Exercise objective: A faithful copy of the data is the goal; set it down exactly, without the images.

Extracted data:
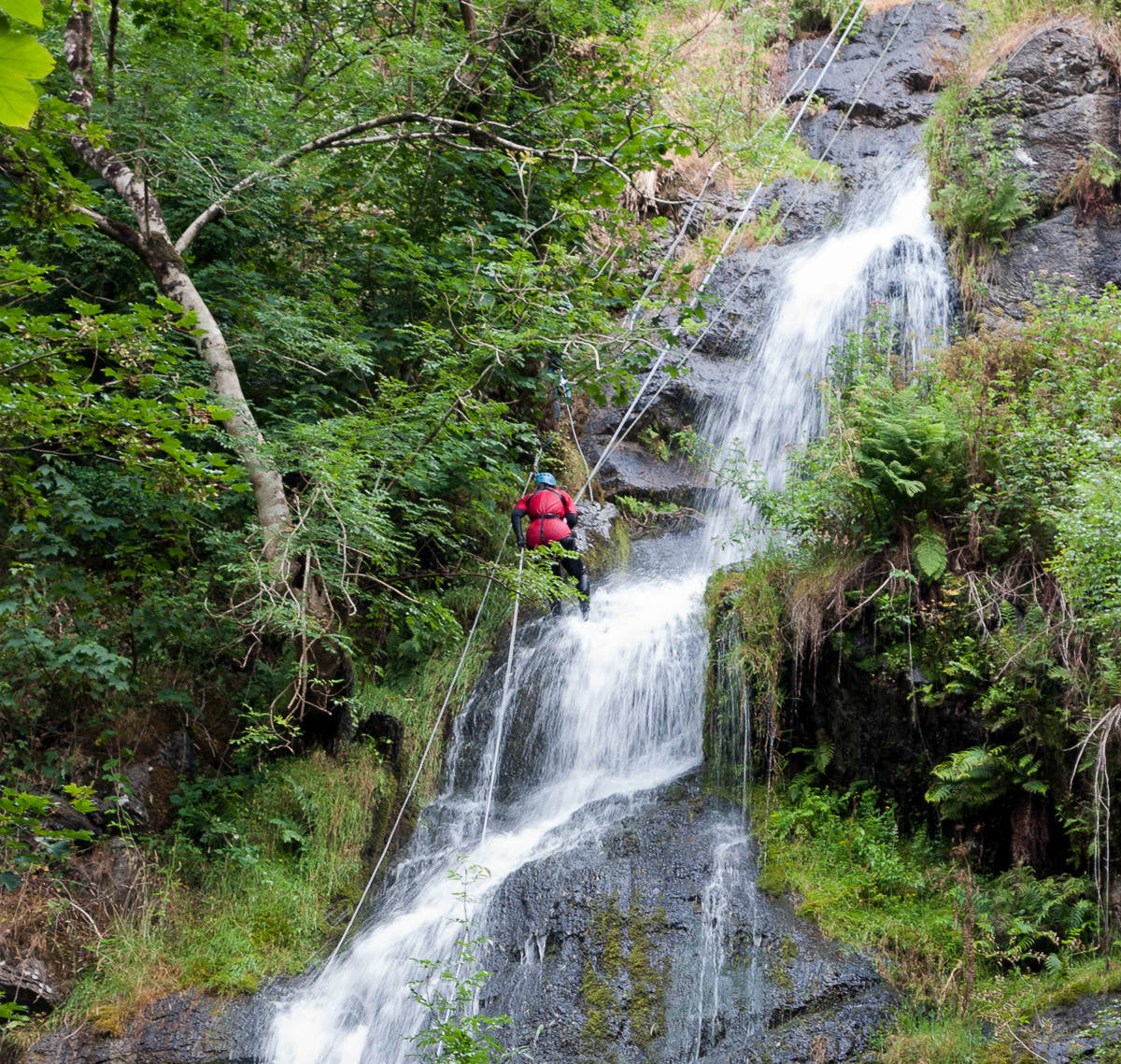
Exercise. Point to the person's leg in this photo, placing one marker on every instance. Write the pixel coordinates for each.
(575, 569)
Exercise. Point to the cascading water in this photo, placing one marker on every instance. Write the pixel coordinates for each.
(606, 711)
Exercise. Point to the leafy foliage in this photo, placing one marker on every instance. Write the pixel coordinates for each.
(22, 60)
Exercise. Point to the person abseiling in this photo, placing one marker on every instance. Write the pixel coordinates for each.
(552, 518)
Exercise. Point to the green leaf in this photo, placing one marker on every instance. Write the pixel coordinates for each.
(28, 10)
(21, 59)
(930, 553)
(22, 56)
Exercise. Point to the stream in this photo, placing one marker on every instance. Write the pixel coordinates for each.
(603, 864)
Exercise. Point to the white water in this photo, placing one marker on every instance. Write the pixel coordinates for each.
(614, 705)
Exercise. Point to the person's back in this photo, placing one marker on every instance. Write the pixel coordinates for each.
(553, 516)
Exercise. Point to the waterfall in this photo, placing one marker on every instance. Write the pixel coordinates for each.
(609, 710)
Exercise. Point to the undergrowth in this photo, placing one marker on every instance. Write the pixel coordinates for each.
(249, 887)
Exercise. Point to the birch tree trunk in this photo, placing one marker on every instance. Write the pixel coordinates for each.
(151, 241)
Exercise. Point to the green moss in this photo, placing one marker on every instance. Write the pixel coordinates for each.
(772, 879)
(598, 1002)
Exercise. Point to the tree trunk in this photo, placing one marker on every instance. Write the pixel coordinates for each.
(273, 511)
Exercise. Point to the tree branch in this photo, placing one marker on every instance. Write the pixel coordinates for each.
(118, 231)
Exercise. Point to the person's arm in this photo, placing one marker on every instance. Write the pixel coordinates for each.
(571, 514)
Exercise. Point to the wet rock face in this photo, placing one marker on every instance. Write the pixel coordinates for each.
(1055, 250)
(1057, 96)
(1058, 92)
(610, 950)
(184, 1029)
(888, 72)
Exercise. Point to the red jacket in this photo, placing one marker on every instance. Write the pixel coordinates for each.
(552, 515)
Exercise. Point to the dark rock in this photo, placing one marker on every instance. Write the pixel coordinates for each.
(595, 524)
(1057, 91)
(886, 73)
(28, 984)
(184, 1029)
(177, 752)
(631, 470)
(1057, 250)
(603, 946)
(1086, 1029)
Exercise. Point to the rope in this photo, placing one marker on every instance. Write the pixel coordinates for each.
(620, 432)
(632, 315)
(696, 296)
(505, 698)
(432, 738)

Result of this task:
Exercise. Point to the person's leg in this photo, placing one marker on every instance. Write the pixel coordinates for each.
(575, 569)
Exercise. Point to the cascading water in this photo, placing one marker on every instance. Write the pixel coordinates for each.
(606, 711)
Exercise. Point to the leafy foliage in this photo, placing one marker on every instance. Write the pixel coordinates for each.
(22, 60)
Exercise. Point to the person abseiling in this photo, placing one marker on every instance. Write the pixel coordinates for each.
(552, 518)
Exercise. Point to the green leaf in this photo, placing one marker on every instance. Write the pixel coordinates for each.
(28, 10)
(21, 59)
(930, 553)
(22, 56)
Exercise. Point to the stream in this photo, placing one marker on every instance. Write the pixel coordinates for each.
(603, 864)
Exercise. Point to the white water in this photo, placing one marker on every instance. Write the pixel coordinates for each.
(614, 705)
Exercise. Point to the person's back in this photo, placing one marker on every instance. Write the pixel coordinates for each.
(553, 516)
Exercise. Point to the waterfall in this photo, placing one marker on every instance. Write the pixel coordinates for each.
(609, 710)
Exercise. Point to the undergrowth in this photo, placing one marker on every instance. Write the pixel coordinates for each.
(249, 887)
Exercise. Point to the birch tree trunk in this photo, placing one marker on every instance. Write the pixel coordinates for each.
(151, 241)
Exercise. Point to the green moss in this photo, placing one marker on every instance. Write the pixel coordinates for each.
(772, 879)
(598, 1002)
Exercise. Point to the tree trunk in this photo, placing one marker on every instance. Write the pixel coordinates for each.
(273, 511)
Exercise. Point to the tree branch in this photo, placing one marker on every instance. Write the pixel coordinates for each.
(118, 231)
Exercise. Point to the person's arm in this photo, placing one marker on every instance. Write the pixel coordinates for each.
(571, 514)
Exercise. Point to the wet rock face in this photo, placing one marker on every instance. Write the pixel coordinates for each.
(1055, 250)
(1057, 96)
(1058, 92)
(610, 950)
(184, 1029)
(888, 72)
Exercise. Point to the red jacket in this photo, placing one marker on every instance. Write the pixel coordinates for each.
(552, 515)
Exercise. Point to the dark rock in this photo, placing one marker on every instance. Write the pixel coordinates for each.
(595, 524)
(1057, 91)
(886, 73)
(28, 984)
(184, 1029)
(177, 752)
(631, 470)
(1057, 250)
(603, 946)
(1086, 1029)
Exercise. Point to the rope in this photo, placing one marker on every instance. Write the pixel coordinates for each.
(620, 432)
(632, 315)
(696, 296)
(505, 698)
(432, 738)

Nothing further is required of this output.